§ YOUR OBJECTIVE
Reproduce the entries below, substituting "person standing" for each occurrence of "child standing" and keeping everything else the same.

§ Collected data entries
%%
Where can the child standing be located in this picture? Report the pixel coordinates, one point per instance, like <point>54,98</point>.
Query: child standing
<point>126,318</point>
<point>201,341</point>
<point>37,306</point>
%%
§ SOLUTION TO THE PROBLEM
Where can the person standing be located in this picture? Report the pixel coordinates, one point per instance, like <point>54,98</point>.
Query: person standing
<point>126,318</point>
<point>201,341</point>
<point>37,306</point>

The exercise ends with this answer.